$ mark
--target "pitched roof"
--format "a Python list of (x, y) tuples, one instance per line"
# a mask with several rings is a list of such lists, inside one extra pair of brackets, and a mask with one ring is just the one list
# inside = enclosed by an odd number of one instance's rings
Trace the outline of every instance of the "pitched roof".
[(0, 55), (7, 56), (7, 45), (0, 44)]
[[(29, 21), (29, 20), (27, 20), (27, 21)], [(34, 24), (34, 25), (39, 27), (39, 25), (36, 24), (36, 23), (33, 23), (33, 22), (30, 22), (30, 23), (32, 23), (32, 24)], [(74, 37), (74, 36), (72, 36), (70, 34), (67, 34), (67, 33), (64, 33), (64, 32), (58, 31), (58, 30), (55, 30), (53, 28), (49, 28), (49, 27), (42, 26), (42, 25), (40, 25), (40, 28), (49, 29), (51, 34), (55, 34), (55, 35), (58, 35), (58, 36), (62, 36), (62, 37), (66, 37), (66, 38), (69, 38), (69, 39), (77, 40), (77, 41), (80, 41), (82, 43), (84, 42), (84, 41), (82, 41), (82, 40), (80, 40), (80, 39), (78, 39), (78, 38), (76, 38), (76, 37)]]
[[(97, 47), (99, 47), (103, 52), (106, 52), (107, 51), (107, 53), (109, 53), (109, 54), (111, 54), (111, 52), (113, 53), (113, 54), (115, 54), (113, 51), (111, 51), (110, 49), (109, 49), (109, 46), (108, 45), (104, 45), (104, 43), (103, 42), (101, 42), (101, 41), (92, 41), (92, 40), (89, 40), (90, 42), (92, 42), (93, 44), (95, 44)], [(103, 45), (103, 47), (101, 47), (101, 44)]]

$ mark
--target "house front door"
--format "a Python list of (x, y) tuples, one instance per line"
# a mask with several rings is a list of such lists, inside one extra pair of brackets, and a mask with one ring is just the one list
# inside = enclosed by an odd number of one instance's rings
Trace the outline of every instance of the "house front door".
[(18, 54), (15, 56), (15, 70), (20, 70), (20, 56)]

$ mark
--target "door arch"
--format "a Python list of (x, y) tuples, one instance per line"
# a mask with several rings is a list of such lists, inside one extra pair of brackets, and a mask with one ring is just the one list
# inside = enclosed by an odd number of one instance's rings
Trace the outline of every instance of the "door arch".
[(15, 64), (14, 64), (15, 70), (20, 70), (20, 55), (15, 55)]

INSTRUCTION: Gather every line in the entries above that contains the word "roof".

EXERCISE OUTPUT:
--target "pitched roof"
Trace the outline of every instance of the "pitched roof".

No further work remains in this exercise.